## Start Raw records

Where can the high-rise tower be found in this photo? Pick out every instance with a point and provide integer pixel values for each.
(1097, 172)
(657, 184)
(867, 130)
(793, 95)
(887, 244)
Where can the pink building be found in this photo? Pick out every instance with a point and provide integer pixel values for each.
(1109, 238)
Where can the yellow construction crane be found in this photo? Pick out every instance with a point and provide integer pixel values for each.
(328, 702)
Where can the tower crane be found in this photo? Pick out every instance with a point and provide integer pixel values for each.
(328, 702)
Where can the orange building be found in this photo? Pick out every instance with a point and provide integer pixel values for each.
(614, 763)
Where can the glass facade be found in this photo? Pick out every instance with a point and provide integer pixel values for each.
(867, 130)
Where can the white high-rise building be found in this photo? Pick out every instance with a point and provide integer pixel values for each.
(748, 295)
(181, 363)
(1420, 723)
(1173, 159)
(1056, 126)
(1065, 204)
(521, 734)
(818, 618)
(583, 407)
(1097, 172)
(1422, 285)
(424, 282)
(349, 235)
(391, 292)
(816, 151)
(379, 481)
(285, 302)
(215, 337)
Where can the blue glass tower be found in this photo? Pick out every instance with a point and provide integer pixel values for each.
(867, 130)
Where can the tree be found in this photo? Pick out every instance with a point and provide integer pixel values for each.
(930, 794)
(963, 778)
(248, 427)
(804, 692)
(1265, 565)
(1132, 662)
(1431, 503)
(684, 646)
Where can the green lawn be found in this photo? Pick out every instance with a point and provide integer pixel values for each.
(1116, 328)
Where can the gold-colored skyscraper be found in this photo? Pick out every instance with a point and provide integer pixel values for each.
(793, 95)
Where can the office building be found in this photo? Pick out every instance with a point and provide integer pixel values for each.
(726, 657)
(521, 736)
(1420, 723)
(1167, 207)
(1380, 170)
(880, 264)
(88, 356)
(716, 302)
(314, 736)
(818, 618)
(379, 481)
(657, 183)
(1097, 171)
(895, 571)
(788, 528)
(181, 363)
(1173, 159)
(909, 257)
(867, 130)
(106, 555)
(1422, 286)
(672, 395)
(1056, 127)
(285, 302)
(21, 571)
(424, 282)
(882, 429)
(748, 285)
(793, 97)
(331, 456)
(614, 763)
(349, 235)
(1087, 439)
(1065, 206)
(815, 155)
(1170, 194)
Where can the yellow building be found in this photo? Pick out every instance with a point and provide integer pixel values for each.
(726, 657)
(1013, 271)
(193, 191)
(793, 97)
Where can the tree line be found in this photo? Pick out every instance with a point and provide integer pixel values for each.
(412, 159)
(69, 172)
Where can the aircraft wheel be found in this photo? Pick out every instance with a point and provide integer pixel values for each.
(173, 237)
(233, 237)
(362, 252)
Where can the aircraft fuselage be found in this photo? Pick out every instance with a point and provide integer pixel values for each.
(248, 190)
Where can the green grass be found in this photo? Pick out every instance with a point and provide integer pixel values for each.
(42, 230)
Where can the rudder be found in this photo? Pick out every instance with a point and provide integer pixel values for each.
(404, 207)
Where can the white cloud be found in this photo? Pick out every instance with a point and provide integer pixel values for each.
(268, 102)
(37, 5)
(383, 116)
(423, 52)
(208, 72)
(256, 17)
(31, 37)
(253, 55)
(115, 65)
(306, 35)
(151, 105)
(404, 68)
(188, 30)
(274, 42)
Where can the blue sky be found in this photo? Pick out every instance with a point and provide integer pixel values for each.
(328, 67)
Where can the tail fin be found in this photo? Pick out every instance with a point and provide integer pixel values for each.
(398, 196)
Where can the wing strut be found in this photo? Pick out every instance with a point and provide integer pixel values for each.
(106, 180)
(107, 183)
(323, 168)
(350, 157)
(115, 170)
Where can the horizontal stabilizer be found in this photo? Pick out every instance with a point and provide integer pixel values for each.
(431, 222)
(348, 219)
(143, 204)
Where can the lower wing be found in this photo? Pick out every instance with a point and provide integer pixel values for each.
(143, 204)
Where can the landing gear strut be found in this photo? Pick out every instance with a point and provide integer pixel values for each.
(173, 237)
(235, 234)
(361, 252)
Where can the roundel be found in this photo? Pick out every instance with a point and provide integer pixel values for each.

## End Raw records

Your goal :: Scale the material starting at the line that contains "Where can the landing" and stopping at the end of the material, with both ends included. Copy every line, requests included, and multiply each coordinate in the answers by 1.25, rounding to whole numbers with halves going up.

Full answer ::
Where can the landing gear strut be found in this photo? Pick out every instance with a point and provide integer pixel values for each.
(216, 296)
(294, 293)
(451, 315)
Where can the roundel be found in this photo? Pick out every instance with a point and provide integer pixel values for each.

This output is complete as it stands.